## Provided text
LEGAL:
FTC wants Supreme Court to review Palmyra case
FTC wants to take Georgia hospital acquisition case to Supreme Court
The Federal Trade Commission has gone 0-for-2 in judicial decisions about its challenge of the nearly $200 million acquisition of Palmyra Medical Center in Albany, Ga., but that track record isn’t stopping the agency from trying to bring the case before the highest court in the land.
The U.S. solicitor general’s office revealed in a legal filing last week that it intends to ask the Supreme Court to review the Dec. 9 ruling from the 11th U.S. Circuit Court of Appeals in Atlanta that allowed the hospital sale. The Supreme Court gave the government until March 23 to file its petition for a hearing.
Ralph Rosenberg, chairman of the Albany-
“The FTC is just relentless. They won’t give up. I don’t know what their motive is … It is a total waste of time and money.”

## Source information

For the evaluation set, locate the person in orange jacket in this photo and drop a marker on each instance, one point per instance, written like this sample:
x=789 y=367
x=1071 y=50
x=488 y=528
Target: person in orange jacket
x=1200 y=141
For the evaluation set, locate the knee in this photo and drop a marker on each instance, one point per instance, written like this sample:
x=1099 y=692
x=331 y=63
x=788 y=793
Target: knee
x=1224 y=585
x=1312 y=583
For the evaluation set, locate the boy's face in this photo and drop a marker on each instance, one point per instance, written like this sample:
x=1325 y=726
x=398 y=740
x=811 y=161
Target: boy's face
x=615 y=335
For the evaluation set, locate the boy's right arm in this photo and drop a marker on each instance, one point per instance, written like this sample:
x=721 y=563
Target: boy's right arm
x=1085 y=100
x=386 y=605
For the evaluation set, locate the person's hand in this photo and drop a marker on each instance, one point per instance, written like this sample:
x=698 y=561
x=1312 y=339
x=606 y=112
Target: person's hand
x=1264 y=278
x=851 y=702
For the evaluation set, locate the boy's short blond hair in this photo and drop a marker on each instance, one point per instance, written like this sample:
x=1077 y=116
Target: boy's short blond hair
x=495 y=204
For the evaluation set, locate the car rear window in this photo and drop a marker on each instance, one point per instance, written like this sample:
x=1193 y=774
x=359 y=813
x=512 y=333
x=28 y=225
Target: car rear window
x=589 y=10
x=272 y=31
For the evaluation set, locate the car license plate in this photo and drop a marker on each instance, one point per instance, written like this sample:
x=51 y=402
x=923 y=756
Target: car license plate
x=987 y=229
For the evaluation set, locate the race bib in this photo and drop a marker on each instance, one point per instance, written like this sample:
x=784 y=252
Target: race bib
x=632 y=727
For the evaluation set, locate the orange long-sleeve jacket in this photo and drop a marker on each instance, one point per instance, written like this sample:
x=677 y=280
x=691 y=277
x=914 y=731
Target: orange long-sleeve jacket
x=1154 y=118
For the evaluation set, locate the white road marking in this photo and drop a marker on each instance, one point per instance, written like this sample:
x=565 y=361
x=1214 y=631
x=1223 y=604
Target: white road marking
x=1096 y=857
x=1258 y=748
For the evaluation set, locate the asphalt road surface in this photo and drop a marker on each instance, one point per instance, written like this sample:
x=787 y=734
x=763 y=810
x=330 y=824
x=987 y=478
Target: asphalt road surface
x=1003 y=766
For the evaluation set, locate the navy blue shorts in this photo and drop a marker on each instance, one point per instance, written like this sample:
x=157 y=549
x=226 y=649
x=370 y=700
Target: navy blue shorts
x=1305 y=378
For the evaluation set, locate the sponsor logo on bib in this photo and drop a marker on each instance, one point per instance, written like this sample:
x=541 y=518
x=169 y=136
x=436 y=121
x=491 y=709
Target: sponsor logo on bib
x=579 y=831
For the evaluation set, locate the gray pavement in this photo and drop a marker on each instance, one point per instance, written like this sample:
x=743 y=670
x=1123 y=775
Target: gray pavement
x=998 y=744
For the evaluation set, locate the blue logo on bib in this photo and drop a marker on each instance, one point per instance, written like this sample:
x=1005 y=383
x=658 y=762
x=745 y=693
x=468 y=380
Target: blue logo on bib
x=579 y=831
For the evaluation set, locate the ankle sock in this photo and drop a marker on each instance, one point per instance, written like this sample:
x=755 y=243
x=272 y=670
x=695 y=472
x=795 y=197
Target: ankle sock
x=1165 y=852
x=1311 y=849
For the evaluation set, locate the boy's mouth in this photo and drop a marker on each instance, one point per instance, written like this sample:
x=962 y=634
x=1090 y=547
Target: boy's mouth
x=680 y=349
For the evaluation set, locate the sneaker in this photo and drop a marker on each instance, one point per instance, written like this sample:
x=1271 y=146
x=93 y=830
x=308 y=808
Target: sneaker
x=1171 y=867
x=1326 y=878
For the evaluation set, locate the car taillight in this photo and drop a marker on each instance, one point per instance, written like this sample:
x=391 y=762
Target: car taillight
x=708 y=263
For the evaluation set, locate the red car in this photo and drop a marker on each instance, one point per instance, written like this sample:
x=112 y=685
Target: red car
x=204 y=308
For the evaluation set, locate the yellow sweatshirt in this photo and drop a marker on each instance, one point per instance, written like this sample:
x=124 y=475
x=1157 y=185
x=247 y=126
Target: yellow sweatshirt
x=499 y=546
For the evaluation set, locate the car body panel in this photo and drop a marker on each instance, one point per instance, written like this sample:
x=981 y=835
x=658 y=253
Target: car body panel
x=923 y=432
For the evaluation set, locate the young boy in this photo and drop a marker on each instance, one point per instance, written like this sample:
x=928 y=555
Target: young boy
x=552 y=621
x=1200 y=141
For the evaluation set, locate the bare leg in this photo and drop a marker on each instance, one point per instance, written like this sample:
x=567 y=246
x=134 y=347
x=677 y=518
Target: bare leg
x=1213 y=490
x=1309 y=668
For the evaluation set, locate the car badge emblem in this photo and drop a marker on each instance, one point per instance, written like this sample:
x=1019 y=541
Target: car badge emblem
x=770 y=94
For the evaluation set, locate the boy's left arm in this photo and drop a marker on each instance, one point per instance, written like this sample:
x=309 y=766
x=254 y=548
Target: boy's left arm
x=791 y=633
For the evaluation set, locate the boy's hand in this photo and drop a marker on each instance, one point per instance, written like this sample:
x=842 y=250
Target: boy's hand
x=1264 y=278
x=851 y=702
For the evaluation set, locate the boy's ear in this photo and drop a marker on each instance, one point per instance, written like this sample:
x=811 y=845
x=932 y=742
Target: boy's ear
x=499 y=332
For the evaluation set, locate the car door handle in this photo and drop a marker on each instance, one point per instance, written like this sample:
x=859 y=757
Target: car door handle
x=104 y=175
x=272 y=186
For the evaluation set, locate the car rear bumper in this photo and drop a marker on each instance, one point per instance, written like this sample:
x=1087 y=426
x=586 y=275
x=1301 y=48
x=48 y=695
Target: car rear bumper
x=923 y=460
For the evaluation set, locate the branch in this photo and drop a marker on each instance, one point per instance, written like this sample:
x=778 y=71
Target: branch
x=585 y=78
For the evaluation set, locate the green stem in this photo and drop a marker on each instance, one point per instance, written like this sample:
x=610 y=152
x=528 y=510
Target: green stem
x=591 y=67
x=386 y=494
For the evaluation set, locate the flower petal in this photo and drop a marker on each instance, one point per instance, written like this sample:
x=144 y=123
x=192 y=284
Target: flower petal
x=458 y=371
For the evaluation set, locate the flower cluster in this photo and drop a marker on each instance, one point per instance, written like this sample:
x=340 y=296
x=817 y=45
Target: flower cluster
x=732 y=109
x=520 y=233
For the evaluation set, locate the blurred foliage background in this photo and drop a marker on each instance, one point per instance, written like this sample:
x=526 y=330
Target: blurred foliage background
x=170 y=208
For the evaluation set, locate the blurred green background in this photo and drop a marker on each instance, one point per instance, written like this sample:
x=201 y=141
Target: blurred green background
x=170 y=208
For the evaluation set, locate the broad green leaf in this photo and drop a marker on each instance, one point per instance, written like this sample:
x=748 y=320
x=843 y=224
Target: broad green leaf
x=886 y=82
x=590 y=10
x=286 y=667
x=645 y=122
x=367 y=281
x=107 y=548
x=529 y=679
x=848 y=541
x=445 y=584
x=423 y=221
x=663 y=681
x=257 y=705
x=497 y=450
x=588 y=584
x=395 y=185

## Check your understanding
a) In the Palmyra acquisition article, by what date did the Supreme Court tell the government to file its petition for a hearing?
b) Pick up the Palmyra acquisition article after its final quoted line and continue writing it.

## List of answers
a) March 23

b)
—Ralph Rosenberg, chairman of the Albany-dougherty Hospital Authority
Dougherty Hospital Authority in southwest Georgia, said he does not understand why the FTC wants to keep going with the case after district and appeals courts both upheld the legality of a sale. The transaction consolidates most of the acute-care hospital beds in six Georgia counties under a single not-for-profit, Phoebe Putney Health Care, which operates the facilities under a lease from the authority.
“The FTC is just relentless,” Rosenberg said. “They won’t give up. I don’t know what their motive is … It is a total waste of time and money.”
The motive, according to the FTC, is to prevent Phoebe Putney officials from using an exception in federal antitrust law to give immunity to a transaction the 11th Circuit has acknowledged would lessen competition and tend to create a monopoly. The FTC estimates Phoebe would control 86% of the acute hospital beds in a six-county area after the sale.
The appeals court allowed the hospital authority to buy Palmyra for about $198 million from HCA, and HCA said it completed the deal Dec. 15.
“This case is about whether normal antitrust laws apply to an agreement that
allegedly would centralize control of healthcare in Albany, Ga., into a monopoly,” FTC General Counsel Will Tom said in an e-mailed statement. “Monopolies in healthcare usually raise prices substantially, harming patients and employers alike.”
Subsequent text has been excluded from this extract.